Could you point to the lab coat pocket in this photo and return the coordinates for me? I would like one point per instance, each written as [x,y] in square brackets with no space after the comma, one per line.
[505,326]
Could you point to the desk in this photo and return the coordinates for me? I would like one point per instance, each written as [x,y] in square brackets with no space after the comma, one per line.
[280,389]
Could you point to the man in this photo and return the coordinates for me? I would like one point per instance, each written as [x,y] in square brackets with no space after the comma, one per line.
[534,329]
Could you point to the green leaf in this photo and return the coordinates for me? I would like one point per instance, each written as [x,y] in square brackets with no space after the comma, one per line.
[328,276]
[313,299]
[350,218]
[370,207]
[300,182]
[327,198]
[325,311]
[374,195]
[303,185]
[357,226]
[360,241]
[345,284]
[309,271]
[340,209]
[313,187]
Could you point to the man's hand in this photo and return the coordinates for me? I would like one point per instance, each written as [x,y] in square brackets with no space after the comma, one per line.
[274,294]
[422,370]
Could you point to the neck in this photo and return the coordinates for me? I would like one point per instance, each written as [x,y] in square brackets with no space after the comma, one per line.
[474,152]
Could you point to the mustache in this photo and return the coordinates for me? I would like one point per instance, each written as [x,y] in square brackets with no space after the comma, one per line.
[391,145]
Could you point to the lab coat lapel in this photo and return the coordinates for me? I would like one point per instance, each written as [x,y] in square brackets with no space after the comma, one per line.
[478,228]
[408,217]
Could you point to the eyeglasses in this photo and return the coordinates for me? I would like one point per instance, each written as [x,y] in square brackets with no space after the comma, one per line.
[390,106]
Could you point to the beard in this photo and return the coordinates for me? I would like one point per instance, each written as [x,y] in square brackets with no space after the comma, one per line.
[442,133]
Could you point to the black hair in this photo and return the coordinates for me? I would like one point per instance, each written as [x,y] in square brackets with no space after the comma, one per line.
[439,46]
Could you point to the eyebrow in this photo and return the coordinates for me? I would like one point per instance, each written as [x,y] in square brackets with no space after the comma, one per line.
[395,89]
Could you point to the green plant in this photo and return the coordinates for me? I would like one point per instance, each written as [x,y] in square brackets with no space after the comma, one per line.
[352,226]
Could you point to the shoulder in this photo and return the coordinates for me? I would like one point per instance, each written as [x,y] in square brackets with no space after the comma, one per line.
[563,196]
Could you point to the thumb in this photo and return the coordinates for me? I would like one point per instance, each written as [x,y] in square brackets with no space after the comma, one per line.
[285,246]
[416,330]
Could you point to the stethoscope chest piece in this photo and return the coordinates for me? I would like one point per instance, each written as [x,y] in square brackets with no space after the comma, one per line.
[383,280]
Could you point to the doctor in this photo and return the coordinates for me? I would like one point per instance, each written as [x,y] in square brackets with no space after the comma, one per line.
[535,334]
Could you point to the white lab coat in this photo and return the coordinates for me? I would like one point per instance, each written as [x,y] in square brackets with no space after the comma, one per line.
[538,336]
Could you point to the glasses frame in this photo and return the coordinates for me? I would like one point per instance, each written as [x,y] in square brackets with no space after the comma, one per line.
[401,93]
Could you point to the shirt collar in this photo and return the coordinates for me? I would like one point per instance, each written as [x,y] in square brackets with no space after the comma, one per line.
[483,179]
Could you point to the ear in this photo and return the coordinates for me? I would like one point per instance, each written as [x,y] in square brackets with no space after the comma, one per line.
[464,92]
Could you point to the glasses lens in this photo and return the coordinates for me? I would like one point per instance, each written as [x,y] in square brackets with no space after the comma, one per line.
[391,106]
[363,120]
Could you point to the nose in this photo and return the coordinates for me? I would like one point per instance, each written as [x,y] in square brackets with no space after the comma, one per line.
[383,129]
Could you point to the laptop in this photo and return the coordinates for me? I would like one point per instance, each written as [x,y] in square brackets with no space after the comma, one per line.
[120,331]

→ YOUR INSTRUCTIONS
Go through the records above and set each one down exactly, please.

→ FULL OUTPUT
Could you point to the lab coat pocket in this photo and return the coordinates for me? I would like one point per instance, each written as [x,y] in square brackets with no space after the comma, one per line.
[505,326]
Could you point to the desk in this photo and return the coordinates for me? I would like one point per instance, each written as [x,y] in square brackets with no space after the comma, one per line.
[280,389]
Could you point to the man in this photo and return the coordinates for me? I would like one point per instance, each written as [x,y] in square brackets with no space after the comma, one per line.
[534,329]
Could you point to the green leaf in this photo and return the coordinates for me? I would like one point per instance, each written as [x,y] in square brackets with no space after the comma, one per line.
[328,276]
[313,299]
[350,218]
[370,207]
[300,182]
[327,198]
[325,311]
[374,195]
[303,185]
[357,226]
[360,241]
[345,284]
[309,271]
[340,209]
[313,187]
Could you point to the man's hand in this photo and return the coordinates for me? I would like one point per instance, each written as [x,y] in square brackets with no space after the comma, one per line.
[274,294]
[422,370]
Could you point to the neck in this photo and return the coordinates for me? I would like one point per instance, each written as [x,y] in square brackets with no space after the comma, one per line.
[474,152]
Could you point to the mustache in this photo and return the coordinates for me? I would like one point per instance, each written as [x,y] in square brackets with no space after the comma, one per line.
[391,145]
Could you point to the lab coat lapel in this photo and return the coordinates for me? I would like one point per instance, each written as [x,y] in square brackets with no space after the comma, one per line.
[478,228]
[408,217]
Could you point to the eyeglasses in this photo and return the coordinates for me? I would like one point per instance, each written as [x,y] in square brackets with no space after the comma, one per line.
[390,106]
Could you point to the beard in this photo and return the coordinates for me? I would like one point per instance, each written as [x,y] in square brackets with no space after the comma, one per line.
[442,133]
Could you point to the black hair in this photo and return the coordinates for me? I would like one point per instance, each written as [x,y] in square brackets with no space after the comma, one per line.
[439,46]
Could you point to the eyebrow in this photo and return the coordinates for me? I would like one point per instance, each written as [x,y] in square brackets with no space after the comma, one per line.
[395,89]
Could you point to the green plant in this photo and return the coordinates for me? I would like one point per instance, each written as [x,y] in square brackets with no space after the comma, one per line.
[352,226]
Could you point to the shoulder in this photo and return the coordinates for me? I would like one point per instance, each written as [x,y] in square brackets with no space after the comma, one per line.
[563,196]
Could you point to the thumb in this photo and return the coordinates for me? I would like one point per instance, each written as [x,y] in square brackets with no space after the comma, one per line.
[285,246]
[416,330]
Could you point to the stethoscope chest piece in this photo and return the coordinates for me? I would like one point per instance, each written as [x,y] in square brackets with no space after the comma, one per line.
[383,280]
Could you point to the doctor in this photo and return the coordinates for me? I would like one point per instance, each written as [x,y] in square brackets with no space after the comma, one per line.
[535,334]
Could you point to the white lab coat in this photo and return the coordinates for me? I would like one point per instance, each written as [x,y] in square brackets with no space after the comma, one per line.
[538,336]
Could you point to the glasses frame in this photo and return the coordinates for me? I would like one point per instance, each written as [x,y] in square brackets with no space after the comma, one per line.
[401,93]
Could you point to the shirt collar in this photo and return the coordinates for me? I would like one point per instance, each written as [x,y] in square brackets with no space after the comma, one per line.
[483,179]
Could you point to the ear in this photo and return the coordinates for me? I would like one point per instance, each written as [x,y] in square brackets with no space after the comma, one per line.
[464,92]
Could you point to the glasses lens in this photo and return the coordinates for me? I would like one point per instance, each written as [x,y] in square brackets with no space after the comma, one per line.
[391,106]
[363,120]
Could you point to the nose in this photo and return the coordinates for me? I would like one point per instance, each written as [x,y] in square brackets with no space after the comma, one per line.
[383,129]
Could you point to the laptop in this photo and return the coordinates for me? I would like one point per instance, each written as [x,y] in square brackets with no space after the comma, one per line.
[120,331]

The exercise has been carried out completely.